Why Research Farmland Ownership And Values? Part 6
Major biases in land assessment: Tax exempt land, minerals, and water.
December 29, 2017
Mason Gaffney, Ph.D.
Economist

F. Tax exempt land.

The extreme form of preferential assessment is complete exemption, about which so much has been written and so little said. To raise this topic is to arouse every latent anti-cleric, but their paranoia is out of proportion to the facts, at least in this country, unless we blame the churches for the cemeteries, which really are vast. Cemeteries in Milwaukee, Wisconsin, with space for the corpses of ages to come, preempt more land than all industry. Otherwise let us leave the dead past to Henry VIII and survey the present.

While serving on a Commission on Property Tax Reform in British Columbia I compiled extensive data on this matter and learned to look to the Universities -- not to their libraries but to their real estate records, if they keep any. Accordingly in California I find that UC-Riverside holds some 400 acres of urban land splitting up and repelling needed industries from its matrix, the City of Riverside; and another 840 acres blocking the path of the new boom city of Moreno Valley. It has no intention of relinquishing any part of either tract because they are tax free and the annual opportunity cost never appears in the budget.

But that is peanuts. Statewide the UC system holds 58,000 acres in fee. Meanwhile back at the "Leland Stanford Junior Farm" there are 9,000 acres in Palo Alto, less than the UC total but in perhaps the most desired industrial and residential area in the country, whence electronics firms are spinning outwards to find industrial sites. The area of San Francisco, for comparison, is 27,000 acres.

Around older eastern campuses a wry city planner has remarked that "Slums must create great universities, because it couldn't possibly be the other way around."

But as bad as we academicians may be we yield to the Pentagon, concerning which I will merely cite one small item, The Presidio in San Francisco, case closed.

Some assessors keep values on exempt land which often are not current because the incentive is weak to give priority to work with no payoff. On the other hand for someone wanting to estimate the subsidy value of exemption such values are very, very interesting. The social tragedy, however, is that the value of the subsidy to the beneficiary is usually much less than the cost to society.

_Pointing dataset records:_
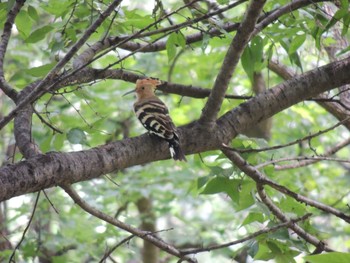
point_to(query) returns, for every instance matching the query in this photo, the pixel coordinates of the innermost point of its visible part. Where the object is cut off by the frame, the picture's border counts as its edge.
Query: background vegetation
(72, 60)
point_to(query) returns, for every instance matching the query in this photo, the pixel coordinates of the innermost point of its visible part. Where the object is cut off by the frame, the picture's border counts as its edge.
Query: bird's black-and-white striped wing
(154, 116)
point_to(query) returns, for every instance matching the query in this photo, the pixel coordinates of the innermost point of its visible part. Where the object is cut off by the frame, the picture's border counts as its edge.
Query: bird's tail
(175, 150)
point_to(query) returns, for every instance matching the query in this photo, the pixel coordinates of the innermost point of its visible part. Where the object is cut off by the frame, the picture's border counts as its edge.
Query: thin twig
(5, 37)
(249, 237)
(42, 86)
(26, 229)
(48, 199)
(234, 52)
(320, 245)
(301, 158)
(113, 221)
(308, 137)
(111, 250)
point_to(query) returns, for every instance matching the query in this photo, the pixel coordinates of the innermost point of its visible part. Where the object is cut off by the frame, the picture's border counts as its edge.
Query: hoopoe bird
(154, 115)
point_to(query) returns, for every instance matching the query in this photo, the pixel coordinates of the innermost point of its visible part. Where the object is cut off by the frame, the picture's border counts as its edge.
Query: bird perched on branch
(154, 115)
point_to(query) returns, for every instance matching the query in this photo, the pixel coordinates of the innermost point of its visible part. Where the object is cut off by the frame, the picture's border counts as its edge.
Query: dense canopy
(259, 91)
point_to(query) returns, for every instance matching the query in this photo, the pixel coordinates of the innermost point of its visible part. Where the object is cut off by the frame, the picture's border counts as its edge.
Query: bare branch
(54, 168)
(5, 37)
(112, 249)
(241, 39)
(26, 229)
(42, 87)
(320, 245)
(249, 237)
(142, 234)
(306, 138)
(306, 162)
(303, 159)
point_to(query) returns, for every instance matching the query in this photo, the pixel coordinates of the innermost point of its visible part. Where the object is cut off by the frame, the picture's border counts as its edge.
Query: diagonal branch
(5, 37)
(113, 221)
(42, 86)
(235, 50)
(306, 162)
(320, 245)
(260, 178)
(54, 168)
(249, 237)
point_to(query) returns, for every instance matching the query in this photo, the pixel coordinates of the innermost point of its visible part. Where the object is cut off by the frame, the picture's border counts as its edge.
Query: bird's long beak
(131, 91)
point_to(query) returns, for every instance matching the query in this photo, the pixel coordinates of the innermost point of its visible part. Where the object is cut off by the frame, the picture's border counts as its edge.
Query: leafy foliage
(207, 200)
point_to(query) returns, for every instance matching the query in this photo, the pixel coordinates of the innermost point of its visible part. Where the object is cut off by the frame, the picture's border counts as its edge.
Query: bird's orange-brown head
(145, 88)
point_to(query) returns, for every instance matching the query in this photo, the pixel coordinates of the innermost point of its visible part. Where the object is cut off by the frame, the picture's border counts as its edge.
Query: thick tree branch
(5, 37)
(44, 85)
(235, 50)
(54, 168)
(23, 128)
(146, 235)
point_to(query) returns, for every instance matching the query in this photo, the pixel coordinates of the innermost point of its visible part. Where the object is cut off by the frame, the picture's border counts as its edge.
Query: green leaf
(39, 34)
(222, 185)
(77, 136)
(58, 141)
(247, 61)
(253, 217)
(175, 40)
(338, 257)
(40, 71)
(296, 43)
(23, 24)
(33, 13)
(346, 22)
(257, 47)
(205, 41)
(253, 248)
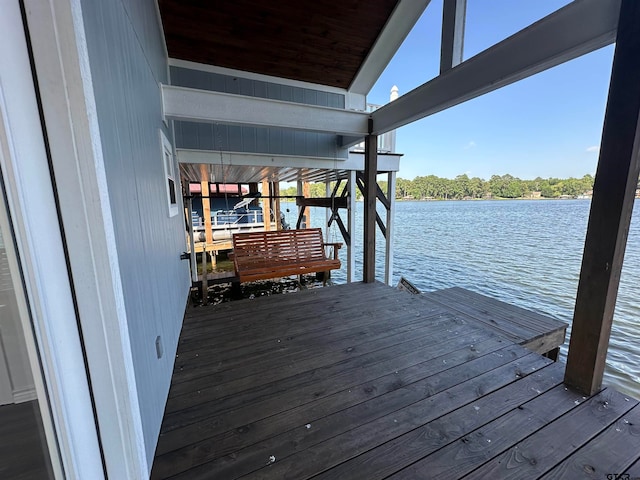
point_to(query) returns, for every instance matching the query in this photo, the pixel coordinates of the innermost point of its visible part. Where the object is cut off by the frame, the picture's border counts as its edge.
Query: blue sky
(548, 125)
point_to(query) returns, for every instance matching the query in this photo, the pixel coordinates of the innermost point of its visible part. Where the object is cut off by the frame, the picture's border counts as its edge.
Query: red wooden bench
(279, 253)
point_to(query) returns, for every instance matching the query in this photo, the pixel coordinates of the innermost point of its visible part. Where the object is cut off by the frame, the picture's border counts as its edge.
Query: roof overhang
(344, 44)
(241, 167)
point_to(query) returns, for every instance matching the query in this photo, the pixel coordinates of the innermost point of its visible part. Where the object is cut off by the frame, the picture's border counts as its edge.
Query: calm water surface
(526, 253)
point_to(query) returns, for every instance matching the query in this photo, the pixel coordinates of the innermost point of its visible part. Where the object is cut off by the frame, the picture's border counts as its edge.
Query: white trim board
(400, 23)
(62, 65)
(31, 204)
(579, 28)
(386, 163)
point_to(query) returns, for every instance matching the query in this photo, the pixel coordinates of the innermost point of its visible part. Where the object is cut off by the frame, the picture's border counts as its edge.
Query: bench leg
(236, 291)
(553, 354)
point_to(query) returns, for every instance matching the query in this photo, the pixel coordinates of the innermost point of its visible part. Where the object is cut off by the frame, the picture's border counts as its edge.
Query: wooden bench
(273, 254)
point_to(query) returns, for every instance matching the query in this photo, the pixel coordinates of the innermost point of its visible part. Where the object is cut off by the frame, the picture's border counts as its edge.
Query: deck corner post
(391, 197)
(370, 198)
(351, 227)
(611, 208)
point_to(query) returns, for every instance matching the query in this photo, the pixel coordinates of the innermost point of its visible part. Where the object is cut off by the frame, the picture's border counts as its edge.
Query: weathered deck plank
(369, 382)
(534, 331)
(550, 445)
(336, 413)
(610, 453)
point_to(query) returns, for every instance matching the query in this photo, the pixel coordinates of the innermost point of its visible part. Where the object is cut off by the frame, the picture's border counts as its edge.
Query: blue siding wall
(275, 141)
(128, 61)
(186, 77)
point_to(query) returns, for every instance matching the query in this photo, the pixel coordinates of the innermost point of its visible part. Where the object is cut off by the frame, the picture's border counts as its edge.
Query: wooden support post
(453, 21)
(306, 193)
(205, 278)
(611, 206)
(351, 227)
(370, 197)
(328, 213)
(253, 189)
(390, 206)
(266, 206)
(206, 205)
(192, 242)
(276, 204)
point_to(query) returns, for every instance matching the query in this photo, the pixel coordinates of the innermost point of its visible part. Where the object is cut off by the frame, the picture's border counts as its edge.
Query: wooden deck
(363, 381)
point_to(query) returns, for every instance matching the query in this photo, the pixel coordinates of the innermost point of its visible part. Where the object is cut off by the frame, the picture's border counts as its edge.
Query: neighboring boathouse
(123, 123)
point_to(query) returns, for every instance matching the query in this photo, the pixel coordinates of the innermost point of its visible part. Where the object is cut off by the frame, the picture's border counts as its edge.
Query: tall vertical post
(266, 206)
(391, 196)
(306, 193)
(611, 207)
(206, 205)
(192, 242)
(370, 197)
(276, 204)
(328, 211)
(453, 22)
(351, 226)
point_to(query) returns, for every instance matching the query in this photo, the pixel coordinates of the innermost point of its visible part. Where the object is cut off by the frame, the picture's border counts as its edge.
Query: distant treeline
(463, 187)
(505, 186)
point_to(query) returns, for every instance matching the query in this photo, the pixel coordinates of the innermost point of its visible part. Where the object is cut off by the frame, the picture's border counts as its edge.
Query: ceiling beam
(579, 28)
(400, 23)
(190, 104)
(386, 163)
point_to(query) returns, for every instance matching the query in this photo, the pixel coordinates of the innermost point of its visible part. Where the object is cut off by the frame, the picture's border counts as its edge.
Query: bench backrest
(279, 247)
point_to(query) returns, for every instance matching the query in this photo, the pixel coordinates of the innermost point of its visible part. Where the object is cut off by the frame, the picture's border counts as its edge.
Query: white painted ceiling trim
(400, 23)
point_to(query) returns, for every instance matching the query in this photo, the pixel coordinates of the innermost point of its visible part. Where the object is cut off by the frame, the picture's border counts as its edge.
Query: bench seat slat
(264, 255)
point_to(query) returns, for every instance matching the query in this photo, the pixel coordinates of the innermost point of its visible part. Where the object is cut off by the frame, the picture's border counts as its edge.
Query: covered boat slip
(365, 381)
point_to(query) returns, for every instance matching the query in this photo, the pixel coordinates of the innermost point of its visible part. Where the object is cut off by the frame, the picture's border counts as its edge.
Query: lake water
(526, 253)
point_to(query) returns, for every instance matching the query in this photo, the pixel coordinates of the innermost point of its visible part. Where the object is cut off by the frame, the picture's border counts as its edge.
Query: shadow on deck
(362, 381)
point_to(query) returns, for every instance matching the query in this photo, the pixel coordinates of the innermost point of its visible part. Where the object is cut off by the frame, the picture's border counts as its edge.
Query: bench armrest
(336, 246)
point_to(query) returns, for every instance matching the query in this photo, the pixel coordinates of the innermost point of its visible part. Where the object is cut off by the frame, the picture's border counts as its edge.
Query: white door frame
(39, 248)
(61, 59)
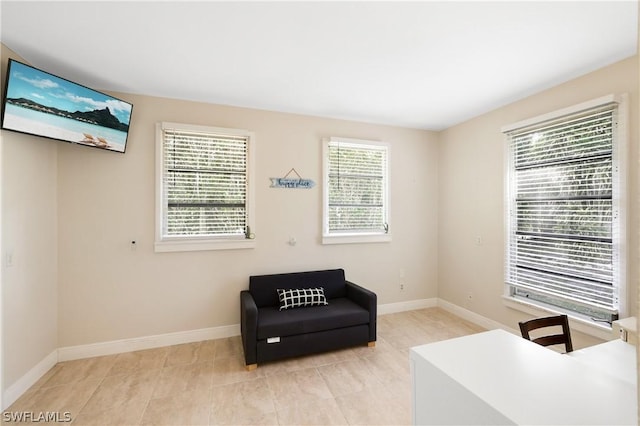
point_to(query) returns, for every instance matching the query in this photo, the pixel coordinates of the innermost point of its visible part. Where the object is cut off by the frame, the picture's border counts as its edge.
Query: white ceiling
(420, 64)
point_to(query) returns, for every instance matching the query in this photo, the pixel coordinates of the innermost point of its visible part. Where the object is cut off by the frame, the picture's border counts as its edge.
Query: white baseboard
(70, 353)
(411, 305)
(16, 390)
(477, 319)
(147, 342)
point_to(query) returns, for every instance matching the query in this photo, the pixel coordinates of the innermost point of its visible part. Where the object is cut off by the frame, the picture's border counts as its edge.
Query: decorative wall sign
(287, 182)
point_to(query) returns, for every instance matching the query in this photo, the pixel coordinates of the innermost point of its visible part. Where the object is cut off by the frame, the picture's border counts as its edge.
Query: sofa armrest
(249, 327)
(368, 300)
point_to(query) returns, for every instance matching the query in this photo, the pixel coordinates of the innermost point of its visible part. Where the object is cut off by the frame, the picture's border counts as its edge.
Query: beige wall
(472, 176)
(70, 212)
(29, 235)
(105, 200)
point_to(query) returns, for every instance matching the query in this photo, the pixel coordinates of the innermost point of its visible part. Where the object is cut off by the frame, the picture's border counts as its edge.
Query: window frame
(619, 214)
(165, 243)
(346, 237)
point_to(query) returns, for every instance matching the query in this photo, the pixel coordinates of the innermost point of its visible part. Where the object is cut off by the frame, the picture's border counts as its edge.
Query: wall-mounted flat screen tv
(42, 104)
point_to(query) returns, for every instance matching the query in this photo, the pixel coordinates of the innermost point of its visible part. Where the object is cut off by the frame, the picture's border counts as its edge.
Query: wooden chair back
(550, 339)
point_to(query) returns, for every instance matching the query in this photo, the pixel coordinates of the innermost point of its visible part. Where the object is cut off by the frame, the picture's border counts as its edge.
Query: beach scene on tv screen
(42, 104)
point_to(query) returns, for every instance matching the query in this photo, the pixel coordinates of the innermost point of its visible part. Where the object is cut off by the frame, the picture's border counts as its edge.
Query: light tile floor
(205, 383)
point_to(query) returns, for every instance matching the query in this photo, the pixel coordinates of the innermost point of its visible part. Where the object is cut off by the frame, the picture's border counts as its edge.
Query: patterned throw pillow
(299, 297)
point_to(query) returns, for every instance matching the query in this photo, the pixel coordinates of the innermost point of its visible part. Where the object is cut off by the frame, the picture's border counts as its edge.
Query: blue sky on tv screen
(49, 90)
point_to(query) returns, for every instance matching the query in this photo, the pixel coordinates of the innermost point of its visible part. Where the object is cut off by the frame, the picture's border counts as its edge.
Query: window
(203, 188)
(356, 186)
(565, 220)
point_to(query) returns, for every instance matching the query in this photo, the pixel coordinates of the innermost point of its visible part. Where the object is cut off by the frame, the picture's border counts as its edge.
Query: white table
(496, 377)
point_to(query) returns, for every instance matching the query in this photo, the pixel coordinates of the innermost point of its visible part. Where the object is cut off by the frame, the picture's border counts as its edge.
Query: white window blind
(563, 218)
(357, 188)
(204, 184)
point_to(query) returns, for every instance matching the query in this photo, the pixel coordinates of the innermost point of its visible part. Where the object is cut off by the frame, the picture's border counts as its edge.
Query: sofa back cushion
(264, 288)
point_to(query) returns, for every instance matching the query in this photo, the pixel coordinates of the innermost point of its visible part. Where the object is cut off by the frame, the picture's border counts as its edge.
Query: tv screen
(42, 104)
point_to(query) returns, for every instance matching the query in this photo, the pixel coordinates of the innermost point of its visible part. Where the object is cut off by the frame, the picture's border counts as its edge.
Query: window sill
(356, 238)
(582, 325)
(195, 245)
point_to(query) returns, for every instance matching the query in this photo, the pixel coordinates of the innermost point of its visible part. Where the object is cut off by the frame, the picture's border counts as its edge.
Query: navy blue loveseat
(269, 333)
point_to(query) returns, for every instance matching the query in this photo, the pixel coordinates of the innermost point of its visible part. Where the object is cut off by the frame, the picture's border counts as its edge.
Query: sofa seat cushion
(340, 312)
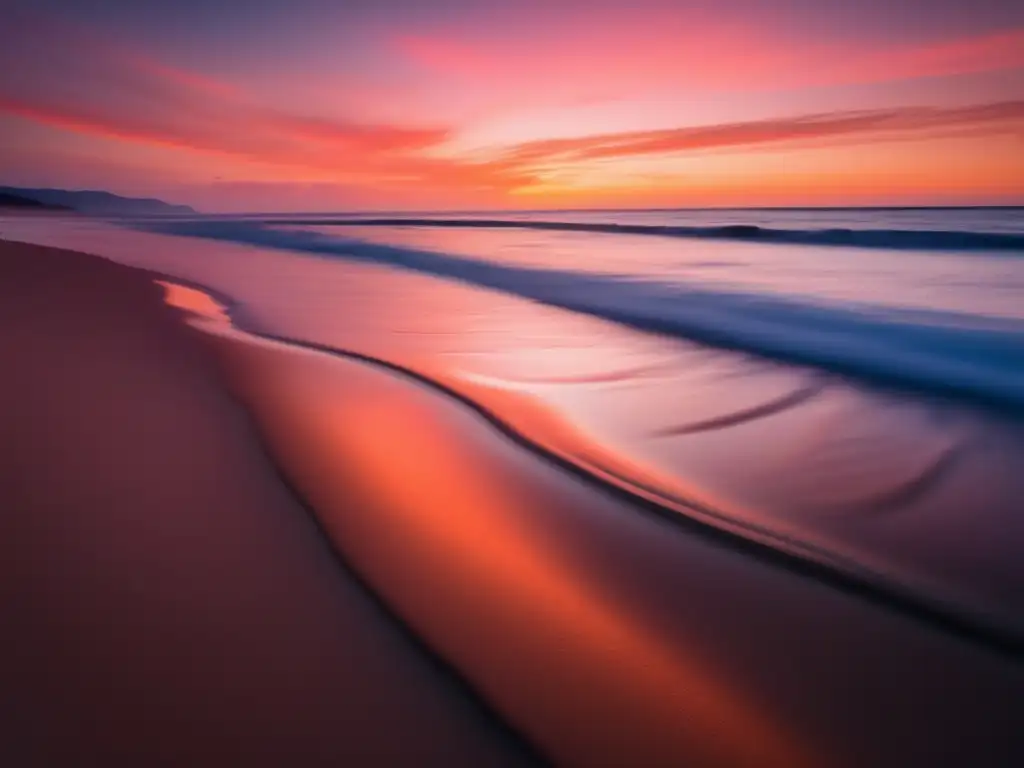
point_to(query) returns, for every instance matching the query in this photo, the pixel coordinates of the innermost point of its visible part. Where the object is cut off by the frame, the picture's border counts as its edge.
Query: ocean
(790, 376)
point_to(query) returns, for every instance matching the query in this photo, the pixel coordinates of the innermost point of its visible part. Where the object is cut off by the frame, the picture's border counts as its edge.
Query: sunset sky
(321, 104)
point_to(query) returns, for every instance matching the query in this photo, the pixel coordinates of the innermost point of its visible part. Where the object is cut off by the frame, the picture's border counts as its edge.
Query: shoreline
(688, 514)
(598, 632)
(209, 619)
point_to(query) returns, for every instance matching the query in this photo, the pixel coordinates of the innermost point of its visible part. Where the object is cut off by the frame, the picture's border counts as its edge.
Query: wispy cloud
(96, 86)
(841, 126)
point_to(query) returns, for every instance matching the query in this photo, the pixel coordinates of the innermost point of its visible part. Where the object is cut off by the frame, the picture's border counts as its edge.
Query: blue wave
(931, 240)
(941, 352)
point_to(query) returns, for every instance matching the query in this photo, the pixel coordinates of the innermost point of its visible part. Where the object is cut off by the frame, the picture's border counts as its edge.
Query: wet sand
(165, 599)
(213, 609)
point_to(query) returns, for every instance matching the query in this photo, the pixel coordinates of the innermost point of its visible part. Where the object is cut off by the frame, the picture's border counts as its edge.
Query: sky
(449, 104)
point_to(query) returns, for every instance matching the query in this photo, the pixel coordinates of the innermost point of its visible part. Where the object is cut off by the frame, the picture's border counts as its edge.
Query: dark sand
(609, 635)
(164, 599)
(167, 601)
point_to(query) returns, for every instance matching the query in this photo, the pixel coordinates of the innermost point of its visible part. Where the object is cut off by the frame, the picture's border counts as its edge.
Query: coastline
(598, 632)
(164, 596)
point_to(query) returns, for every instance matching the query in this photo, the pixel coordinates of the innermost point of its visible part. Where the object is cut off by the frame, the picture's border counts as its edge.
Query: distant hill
(89, 201)
(19, 202)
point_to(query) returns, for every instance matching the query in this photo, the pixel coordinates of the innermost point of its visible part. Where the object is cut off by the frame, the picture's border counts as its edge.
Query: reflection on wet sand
(604, 635)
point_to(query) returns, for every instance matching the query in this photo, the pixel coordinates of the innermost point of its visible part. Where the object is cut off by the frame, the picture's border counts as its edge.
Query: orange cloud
(671, 51)
(836, 126)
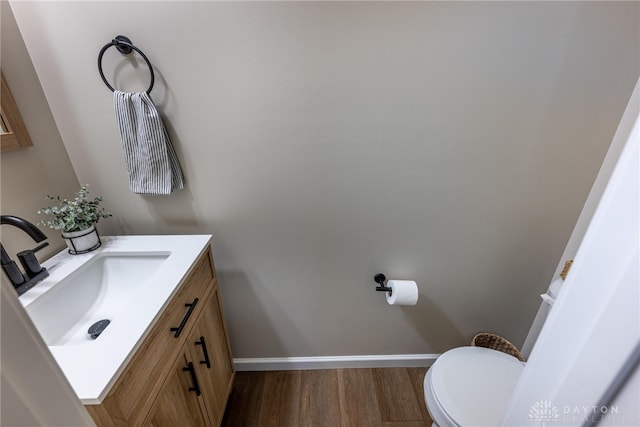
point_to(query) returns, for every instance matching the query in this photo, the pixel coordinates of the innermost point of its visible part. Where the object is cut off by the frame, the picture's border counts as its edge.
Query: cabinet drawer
(133, 393)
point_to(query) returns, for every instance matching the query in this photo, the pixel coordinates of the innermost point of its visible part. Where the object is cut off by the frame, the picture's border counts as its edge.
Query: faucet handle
(29, 261)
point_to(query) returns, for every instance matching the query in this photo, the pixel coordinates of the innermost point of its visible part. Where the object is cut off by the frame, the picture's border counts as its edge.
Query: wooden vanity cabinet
(158, 387)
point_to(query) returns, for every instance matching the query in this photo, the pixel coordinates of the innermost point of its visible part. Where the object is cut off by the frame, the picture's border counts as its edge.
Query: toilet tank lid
(473, 385)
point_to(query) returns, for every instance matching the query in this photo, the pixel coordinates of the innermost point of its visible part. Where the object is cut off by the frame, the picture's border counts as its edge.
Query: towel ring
(124, 46)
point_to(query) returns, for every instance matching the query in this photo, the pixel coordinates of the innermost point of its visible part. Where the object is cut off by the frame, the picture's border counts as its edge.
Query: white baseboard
(334, 362)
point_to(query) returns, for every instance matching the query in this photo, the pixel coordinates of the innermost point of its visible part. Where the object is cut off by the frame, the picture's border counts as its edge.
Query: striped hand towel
(151, 161)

_Required task A:_ Decide whether each statement agrees with the article on tax-exempt land: (i) the UC system holds 58,000 acres statewide; (ii) the Stanford holdings in Palo Alto cover more acres than the UC total; (iii) cemeteries in Milwaukee take up less land than all industry. For each, answer yes or no and quote the words from the article that settle it.
_Required task B:_ Resume the article on tax-exempt land from the point where it stops, in the same voice.

_Written response A:_
(i) Yes: "Statewide the UC system holds 58,000 acres in fee."
(ii) No: "there are 9,000 acres in Palo Alto, less than the UC total"
(iii) No: "Cemeteries in Milwaukee, Wisconsin, with space for the corpses of ages to come, preempt more land than all industry."

_Written response B:_
G. Minerals.

Minerals generally enjoy a high degree of preferential assessment. California is said to do an excellent job of valuing them but even here the man in charge, Robert Paschall, writes articles favoring a net proceeds tax instead. Things get worse as you go east, reaching rock bottom in Appalachian coal, noted earlier. The problems must be more institutional than physical: underground coal reserves are easier to measure than oil and gas. One notorious institutional problem is the provision of the Montana State Constitution that lands bearing copper shall never be assessed higher than the original price of $1.25/acre paid to the U.S. Land Office, a modest figure indeed for what was for decades "The Richest Hill on Earth" in "The Treasure State."

The preferential assessment of farmland based solely on farm income is an excellent way to keep mineral values off the tax rolls, at least until there is a mineral lease. The share of U.S. farmland that is prone to commercial minerals is perhaps 15%.

Minerals offshore in the OCS are in no state or local taxing jurisdiction. Upland Federal lands are, and local assessors can get taxes from private "possessory interests" thereon. Not so under the salt, however, and that is where so much of the action is today.

H. Water.

Where there is a surplus of dry land, water is limitational, so part of the economic surpluses attaching to land are shifted to the water, and licenses to appropriate water assume great value. Some of those values show up on the tax rolls, mostly where some resented southern intruder is tapping northern waters. Thus San Bernardino County taxes Riverside, and Inyo County taxes Los Angeles. But those are exceptional, and more symbolic than substantive.

Licenses are colloquially called water "rights", and the colloquialism is tendentiously adopted by some lawyers, but such usage is legally presumptuous considering the precarious nature of licenses. The legalisms are complex and shifting, but the upshot is that many licensees have the best of both worlds: an asset with the economic substance of real property but a legal form that exempts it from the property tax.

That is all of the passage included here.